═══ RECORD EXTRACTS

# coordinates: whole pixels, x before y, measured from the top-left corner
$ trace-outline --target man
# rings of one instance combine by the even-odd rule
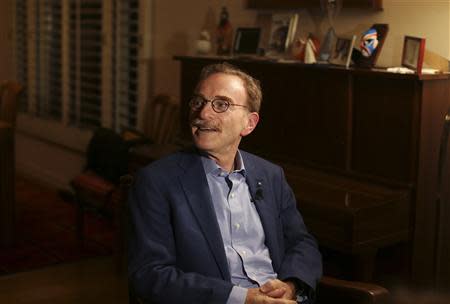
[[[151,303],[312,303],[321,255],[284,173],[238,149],[258,81],[216,64],[195,91],[195,148],[140,170],[130,194],[132,288]]]

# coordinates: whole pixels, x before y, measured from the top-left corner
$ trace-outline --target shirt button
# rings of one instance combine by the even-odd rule
[[[247,252],[245,250],[242,250],[242,255],[245,256]]]
[[[236,227],[236,230],[237,230],[241,227],[241,225],[239,225],[239,223],[236,223],[236,224],[234,224],[234,227]]]
[[[230,195],[230,196],[231,196],[231,198],[234,198],[234,193],[231,193],[231,195]]]

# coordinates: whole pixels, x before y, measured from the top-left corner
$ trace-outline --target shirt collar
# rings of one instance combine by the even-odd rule
[[[225,173],[228,175],[228,172],[222,169],[213,159],[209,158],[206,154],[200,153],[201,160],[203,163],[203,169],[206,174],[220,175],[221,173]],[[244,160],[242,159],[241,152],[238,150],[236,153],[236,157],[234,159],[235,168],[231,173],[241,173],[242,176],[245,177],[246,171],[244,166]]]

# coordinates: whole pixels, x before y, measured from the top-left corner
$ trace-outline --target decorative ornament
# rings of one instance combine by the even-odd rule
[[[388,31],[388,24],[376,23],[361,35],[359,50],[354,49],[352,53],[355,66],[361,68],[372,68],[375,66]]]
[[[374,28],[368,29],[361,37],[359,45],[364,57],[370,57],[378,47],[378,32]]]
[[[330,27],[323,40],[318,58],[320,61],[328,61],[337,40],[336,30],[334,29],[334,20],[341,12],[342,0],[320,0],[320,7],[326,12]]]
[[[308,39],[305,47],[305,63],[316,63],[316,56],[314,55],[315,52],[316,48],[314,47],[314,44],[311,39]]]
[[[227,8],[222,7],[220,21],[217,26],[217,55],[228,55],[231,52],[233,27],[229,20]]]
[[[197,40],[195,48],[198,54],[209,54],[211,51],[211,35],[207,30],[200,32],[200,38]]]

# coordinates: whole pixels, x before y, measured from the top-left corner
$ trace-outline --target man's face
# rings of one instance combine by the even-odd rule
[[[198,95],[207,100],[225,97],[232,104],[247,106],[247,94],[243,81],[235,75],[212,74],[199,86]],[[250,134],[258,123],[257,113],[248,108],[230,106],[216,113],[211,102],[198,111],[191,110],[190,125],[195,146],[211,155],[234,155],[242,136]]]

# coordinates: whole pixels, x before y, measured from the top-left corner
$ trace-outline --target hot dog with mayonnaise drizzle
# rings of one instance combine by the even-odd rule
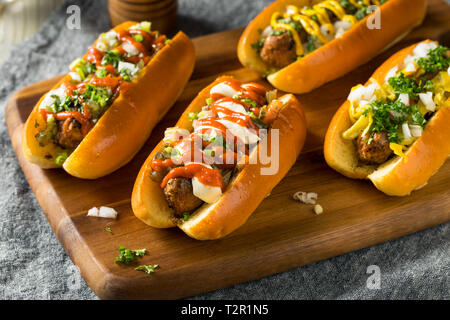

══════

Both ends included, copy word for word the lines from the top of the entries above through the line with "--target shirt collar". No pictures.

# coordinates: whole pixels, x before y, measured from the top-left corner
$ trace-outline --target man
# rings of one instance combine by the even-odd rule
[[[151,303],[312,303],[321,255],[284,173],[238,149],[258,81],[216,64],[195,91],[195,148],[140,170],[130,194],[132,288]]]

# coordinates: whole pixels, x before y, measured from the top-left corner
$ trace-outline --target shirt button
# rings of one instance combine by the even-odd rule
[[[247,252],[245,250],[242,250],[242,255],[245,256]]]
[[[236,227],[236,230],[237,230],[241,227],[241,225],[239,225],[239,223],[236,223],[236,224],[234,224],[234,227]]]
[[[230,195],[230,196],[231,196],[231,198],[234,198],[234,193],[231,193],[231,195]]]

# coordinates: whole pixels, x before y, measured from the top-left corner
$ trace-outline --target shirt collar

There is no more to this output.